→ Task list
1. Could you copy the passage on agricultural trade option merchants from "We also proposed regulation" to "have included fingerprinting."?
2. In the passage on agricultural trade option merchants, what minimum net worth would those merchants have had to maintain?
3. What information would the quarterly reports have included, according to the passage on agricultural trade option merchants? List every item.

We also proposed regulation on agricultural trade option merchants. In this respect, the regulation of these merchants would include registration, which when proposed would have required a merchant to register with the National Futures Association, and it would have included fingerprinting.

We also proposed a competency test. In this case, the Series III would have served the purpose of this test, but in addition, we would propose that another, more of a subset of the Series III would be developed for competency testing purposes.

The regulations also would have required mandatory ethics training, which would have had to have been performed every 3 years. In addition, agricultural trade option merchants would have to have a minimum net worth of $50,000, which they would have to maintain, and they would be required to segregate customer premiums.

There were also restrictions on the types of options and market strategies. The rules would not allow short sales of options by producers, except in a situation where a short call is sold, but in combination with the purchase of a long put option.

The regulations would have required risk and trade term disclosure, recordkeeping and reporting requirements, which trade option merchants would have been required to maintain books and records. There would have been required routine reports on a quarterly basis. These reports would have included information on the volume of options entered into, open-interest, premiums, fees, commissions, and other charges, and the numbers of options and quantity of commodity exercised under these options. Entities would also be subject to special calls.

Finally, the regulations proposed a set of written--well, it won't be finally. It was also proposed that written internal controls would be required of ag trade option merchants.

The rules also provide an exemption for sophisticated entities. Under this exemption, entities that have a minimum net worth of $10 million would have been exempted from the trade option rules and regulations.

→ Source excerpt
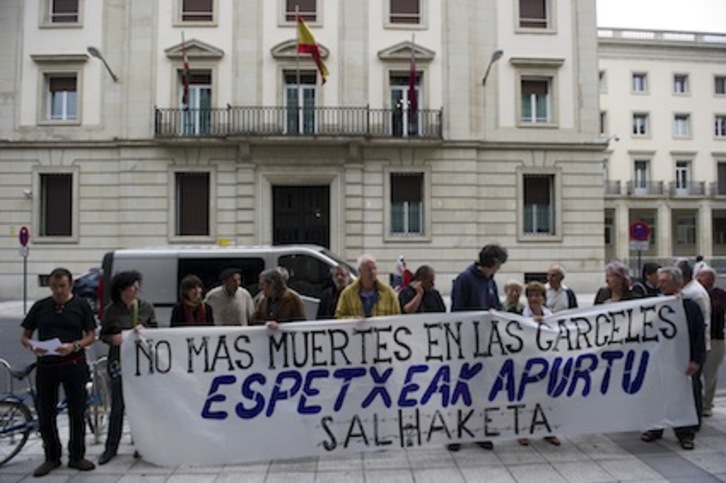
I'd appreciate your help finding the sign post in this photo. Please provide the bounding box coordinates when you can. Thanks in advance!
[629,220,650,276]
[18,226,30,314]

→ Results in order
1.
We also proposed regulation on agricultural trade option merchants. In this respect, the regulation of these merchants would include registration, which when proposed would have required a merchant to register with the National Futures Association, and it would have included fingerprinting.

2. $50,000

3.
- Volume of options entered into
- Open-interest
- Premiums
- Fees
- Commissions
- Other charges
- Numbers of options and quantity of commodity exercised under these options